One of the most prized edible mushrooms is boletus edulis, also known as porcini or cep. This mushroom has a mutualistic relationship with the trees that it grows near, especially spruce, pine, and fir trees. Biologists call this relationship mycorrhizal symbiosis, which means that both the tree and the fungus benefit from the relationship. The mushroom absorbs sugars and carbohydrates from the tree roots in exchange for the mineral salts, nitrogen and water absorbed by the mushroom from the environment.
I've always liked using natural pairs in a dish. In the spring, evergreen trees like fir and pine send out fresh growth from the tips of their branches. These tips do not yet contain the resins that would make them bitter, but instead they have a subtle sweet, grassy forest flavor. They can be used to infuse alcohols, or make a simple sweet tea called "branch water." It's flavor can also be extracted into essential oils or infused in vinegars or creams, and used as a culinary ingredient.

Saved entries:
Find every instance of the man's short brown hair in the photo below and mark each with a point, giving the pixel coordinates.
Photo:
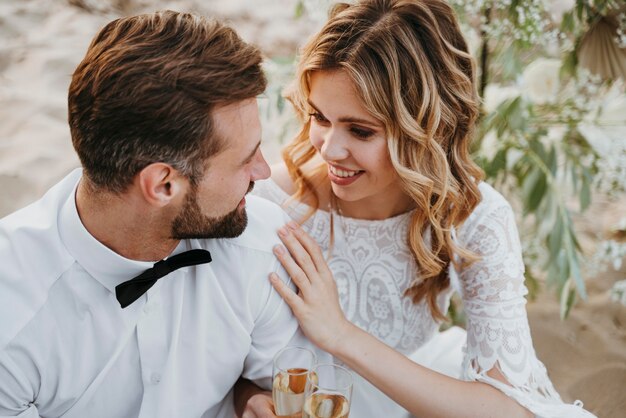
(145, 90)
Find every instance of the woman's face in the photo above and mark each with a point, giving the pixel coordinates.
(353, 145)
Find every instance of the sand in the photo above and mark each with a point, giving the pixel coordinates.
(41, 42)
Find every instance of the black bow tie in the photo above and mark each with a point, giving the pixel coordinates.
(130, 291)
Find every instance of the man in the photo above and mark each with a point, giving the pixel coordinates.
(164, 119)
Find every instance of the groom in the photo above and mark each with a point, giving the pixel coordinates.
(119, 294)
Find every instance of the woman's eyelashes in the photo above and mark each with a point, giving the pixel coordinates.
(357, 131)
(361, 133)
(318, 117)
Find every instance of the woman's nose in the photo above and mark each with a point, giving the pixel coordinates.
(334, 147)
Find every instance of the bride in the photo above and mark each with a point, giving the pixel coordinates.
(380, 177)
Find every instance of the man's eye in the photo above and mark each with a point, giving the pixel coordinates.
(361, 133)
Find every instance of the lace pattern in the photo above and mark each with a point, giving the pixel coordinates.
(374, 266)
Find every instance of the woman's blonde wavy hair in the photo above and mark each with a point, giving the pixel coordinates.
(410, 66)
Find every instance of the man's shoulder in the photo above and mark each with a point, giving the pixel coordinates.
(32, 257)
(264, 219)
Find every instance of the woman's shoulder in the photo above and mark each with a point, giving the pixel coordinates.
(493, 210)
(282, 179)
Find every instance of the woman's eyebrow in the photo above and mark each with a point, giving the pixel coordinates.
(349, 119)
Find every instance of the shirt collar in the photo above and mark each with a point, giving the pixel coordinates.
(102, 263)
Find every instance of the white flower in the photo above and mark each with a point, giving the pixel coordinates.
(557, 8)
(495, 94)
(541, 80)
(613, 111)
(618, 292)
(554, 136)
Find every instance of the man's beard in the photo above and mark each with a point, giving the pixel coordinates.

Problem to solve -
According to the text on porcini mushrooms, what do biologists call the relationship between boletus edulis and the trees it grows near?

Expected answer -
Mycorrhizal symbiosis.